Exercise description: Whatever appears in the data below, copy it exactly.
** Opening Record set block **
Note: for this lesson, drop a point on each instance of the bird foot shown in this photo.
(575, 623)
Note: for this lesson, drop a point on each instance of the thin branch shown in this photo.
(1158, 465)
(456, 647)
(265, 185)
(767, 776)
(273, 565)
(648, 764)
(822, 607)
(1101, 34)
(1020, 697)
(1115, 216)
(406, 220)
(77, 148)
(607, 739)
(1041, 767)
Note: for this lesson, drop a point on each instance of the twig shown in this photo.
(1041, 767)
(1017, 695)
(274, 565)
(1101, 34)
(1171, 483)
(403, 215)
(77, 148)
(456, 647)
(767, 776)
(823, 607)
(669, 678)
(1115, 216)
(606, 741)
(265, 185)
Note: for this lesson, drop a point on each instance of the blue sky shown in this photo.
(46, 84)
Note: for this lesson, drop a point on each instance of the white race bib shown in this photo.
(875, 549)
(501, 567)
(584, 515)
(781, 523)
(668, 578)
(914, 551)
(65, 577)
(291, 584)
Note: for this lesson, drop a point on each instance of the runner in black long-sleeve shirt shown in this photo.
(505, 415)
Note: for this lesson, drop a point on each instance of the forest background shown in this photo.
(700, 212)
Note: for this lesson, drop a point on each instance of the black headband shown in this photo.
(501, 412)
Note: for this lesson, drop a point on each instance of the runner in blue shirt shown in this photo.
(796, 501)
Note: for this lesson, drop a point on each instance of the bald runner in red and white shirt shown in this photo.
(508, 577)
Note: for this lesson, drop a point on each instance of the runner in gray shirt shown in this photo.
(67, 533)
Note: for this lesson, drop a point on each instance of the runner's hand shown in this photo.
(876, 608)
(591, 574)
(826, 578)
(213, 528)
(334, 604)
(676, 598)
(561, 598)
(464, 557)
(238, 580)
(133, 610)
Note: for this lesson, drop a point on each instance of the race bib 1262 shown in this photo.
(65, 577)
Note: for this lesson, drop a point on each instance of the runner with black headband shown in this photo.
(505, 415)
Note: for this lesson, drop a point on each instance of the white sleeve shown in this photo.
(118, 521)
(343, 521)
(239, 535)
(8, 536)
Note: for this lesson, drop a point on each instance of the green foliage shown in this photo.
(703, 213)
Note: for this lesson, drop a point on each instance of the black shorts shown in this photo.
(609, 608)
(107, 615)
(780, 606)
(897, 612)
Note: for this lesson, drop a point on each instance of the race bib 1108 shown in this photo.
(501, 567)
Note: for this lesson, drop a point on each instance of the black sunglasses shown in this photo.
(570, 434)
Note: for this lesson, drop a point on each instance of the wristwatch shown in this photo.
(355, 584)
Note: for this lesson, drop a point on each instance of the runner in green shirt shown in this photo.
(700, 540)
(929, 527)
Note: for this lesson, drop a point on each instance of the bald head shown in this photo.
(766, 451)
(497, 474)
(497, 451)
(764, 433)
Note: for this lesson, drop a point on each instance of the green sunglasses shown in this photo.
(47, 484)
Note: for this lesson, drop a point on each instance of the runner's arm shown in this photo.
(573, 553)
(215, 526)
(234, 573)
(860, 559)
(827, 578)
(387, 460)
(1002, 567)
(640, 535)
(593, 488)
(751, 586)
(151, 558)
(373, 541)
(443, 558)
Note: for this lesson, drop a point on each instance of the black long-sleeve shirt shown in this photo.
** Closing Record set block **
Result:
Note: for this lesson, drop a point on each instance of the bird foot shown in this photo.
(575, 623)
Note: for this lesson, drop a point on each instance of the thin branch shown in this photo.
(1158, 465)
(456, 647)
(265, 185)
(767, 776)
(273, 565)
(648, 764)
(822, 607)
(1101, 34)
(1020, 697)
(1115, 216)
(406, 220)
(77, 148)
(607, 739)
(1041, 767)
Note: for this lesson, drop a point on each instance of the twig shown in this photo.
(1041, 767)
(1017, 695)
(274, 565)
(1101, 34)
(1171, 483)
(403, 215)
(77, 148)
(456, 647)
(767, 776)
(823, 607)
(669, 678)
(1115, 216)
(606, 741)
(265, 185)
Note: for this lesson, drop a point on each instance of the blue sky shown in this photo.
(46, 84)
Note: for this lesson, drop a point on each instance of the white race bib shown in this photo.
(875, 549)
(501, 567)
(584, 515)
(781, 523)
(668, 578)
(914, 551)
(65, 577)
(291, 584)
Note: for this lesson, drop a point on each instance of the runner in black long-sleeve shirt shown in this photo.
(505, 415)
Note: for this lesson, drop a point on each instance of the forest background shown in this photo.
(700, 212)
Note: for this lesson, drop a point on each instance of the black headband shown in this photo.
(501, 412)
Note: for this lesson, drop a point on each instance of the runner in blue shirt shown in this photo.
(796, 501)
Note: for this lesson, drop a point on each instance of the bald runner in red and white shirt shown in this photo.
(508, 577)
Note: for this lesson, drop a point on each instance of the runner in gray shirt shown in this photo.
(67, 533)
Note: for this lesson, drop a point on each instance of the runner's hand shown in this photo.
(876, 608)
(591, 574)
(826, 578)
(213, 528)
(334, 604)
(676, 598)
(561, 598)
(464, 557)
(238, 580)
(133, 610)
Note: for this lesson, drop a point on each instance of the race bib 1262 shown in this photo.
(65, 577)
Note: for this lesson, drop a point on each instance of the runner with black headband shown in this photo.
(505, 415)
Note: for this lesson, drop a point on each instance of the white sleeve shown in this photo.
(118, 521)
(343, 521)
(239, 535)
(8, 536)
Note: for this lesson, drop a point on each instance of the green foliage shown in this photo.
(703, 213)
Note: for this lesson, drop a point on each instance of the black shorts shown in this photo.
(609, 608)
(107, 615)
(780, 606)
(897, 612)
Note: for this lesson, drop a point on each instance of the race bib 1108 shown in this photo.
(501, 567)
Note: for this lesson, drop a point on each instance of the black sunglasses shown in this photo.
(570, 434)
Note: for this lesson, drop a point on each instance of the wristwatch shown in this photo.
(355, 584)
Note: for this lesson, drop a point on each instance of the runner in green shirt shown in this photo.
(700, 540)
(929, 527)
Note: for this lesson, drop a point on each instance of the bald head shown in this photo.
(766, 451)
(497, 474)
(497, 451)
(764, 433)
Note: for this lesson, drop a point on each instance of the green sunglasses shown in this photo.
(47, 484)
Note: for this lesson, drop a point on each instance of the runner's arm shown in this photo.
(573, 553)
(215, 526)
(234, 573)
(860, 559)
(827, 578)
(387, 460)
(1002, 567)
(640, 535)
(593, 488)
(751, 586)
(151, 558)
(373, 541)
(443, 558)
Note: for this lesson, drop a point on each instance of the black long-sleeve shirt shown in this photo.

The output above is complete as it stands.